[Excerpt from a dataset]
****************************************

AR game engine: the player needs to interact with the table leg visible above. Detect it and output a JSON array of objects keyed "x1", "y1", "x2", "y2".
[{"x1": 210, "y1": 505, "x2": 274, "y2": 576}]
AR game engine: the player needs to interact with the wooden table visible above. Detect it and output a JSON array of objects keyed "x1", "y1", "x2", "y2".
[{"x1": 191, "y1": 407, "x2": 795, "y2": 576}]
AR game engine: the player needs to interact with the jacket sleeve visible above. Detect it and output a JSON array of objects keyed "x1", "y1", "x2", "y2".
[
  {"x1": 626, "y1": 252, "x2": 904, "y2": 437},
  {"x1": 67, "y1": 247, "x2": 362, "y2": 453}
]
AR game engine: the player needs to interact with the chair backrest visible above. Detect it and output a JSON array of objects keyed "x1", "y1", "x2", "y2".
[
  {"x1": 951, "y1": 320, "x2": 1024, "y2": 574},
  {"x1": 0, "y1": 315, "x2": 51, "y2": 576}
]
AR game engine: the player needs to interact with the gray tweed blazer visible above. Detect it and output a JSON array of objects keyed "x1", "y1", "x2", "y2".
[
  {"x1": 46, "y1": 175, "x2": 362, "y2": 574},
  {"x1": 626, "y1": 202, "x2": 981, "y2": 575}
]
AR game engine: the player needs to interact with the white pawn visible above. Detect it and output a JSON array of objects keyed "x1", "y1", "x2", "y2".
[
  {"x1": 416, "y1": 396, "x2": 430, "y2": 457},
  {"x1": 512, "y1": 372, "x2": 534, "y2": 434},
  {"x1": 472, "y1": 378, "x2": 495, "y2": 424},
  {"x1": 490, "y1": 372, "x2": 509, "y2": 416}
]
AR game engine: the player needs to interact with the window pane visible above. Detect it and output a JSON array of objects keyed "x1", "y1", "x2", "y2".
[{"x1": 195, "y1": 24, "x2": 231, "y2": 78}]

****************************************

__Exercise directions__. Rewrite all of the records above, replacing "AR game engine" with "Mobile puzzle game" wherever it appears and leaving everything else unchanged.

__Completed task__.
Mobile puzzle game: the player needs to interact with the table leg visible above. Detect it and output a JSON array of objects keyed "x1", "y1", "x2", "y2".
[{"x1": 210, "y1": 505, "x2": 274, "y2": 576}]
Mobile puzzle game: the player needs to interact with the wooden table visible above. Detect it and output a JSON array of objects keyed "x1", "y1", "x2", "y2".
[{"x1": 191, "y1": 407, "x2": 795, "y2": 576}]
Mobile puzzle game: the player needs to interact with the jacket sleeve visible above. Detect it and output a JSON array of objects keyed "x1", "y1", "x2", "y2".
[
  {"x1": 626, "y1": 252, "x2": 904, "y2": 437},
  {"x1": 67, "y1": 247, "x2": 362, "y2": 453}
]
Mobile puzzle game: the player needs to interact with the chair backrest visible above. Detect it and output a JSON array of objects keyed "x1", "y1", "x2", "y2".
[
  {"x1": 951, "y1": 320, "x2": 1024, "y2": 574},
  {"x1": 0, "y1": 315, "x2": 51, "y2": 576}
]
Mobile puzzle game: the player needs to interact with the gray tweed blazer visible above. Detect it and output a JSON array of objects keyed "x1", "y1", "x2", "y2".
[
  {"x1": 46, "y1": 175, "x2": 362, "y2": 574},
  {"x1": 626, "y1": 202, "x2": 981, "y2": 575}
]
Mobile puzzle game: the player needs to interact with the white pawn visible above. Detect it and output a JSON array of objects keyed "x1", "y1", "x2", "y2".
[
  {"x1": 416, "y1": 396, "x2": 430, "y2": 457},
  {"x1": 512, "y1": 372, "x2": 534, "y2": 434},
  {"x1": 472, "y1": 378, "x2": 495, "y2": 424},
  {"x1": 490, "y1": 372, "x2": 509, "y2": 416}
]
Mobile puzzle game: the player needs to interact with the window pane visible above. Detect it and output a JSON array of objects keyed "x1", "y1", "x2", "y2".
[{"x1": 195, "y1": 24, "x2": 231, "y2": 78}]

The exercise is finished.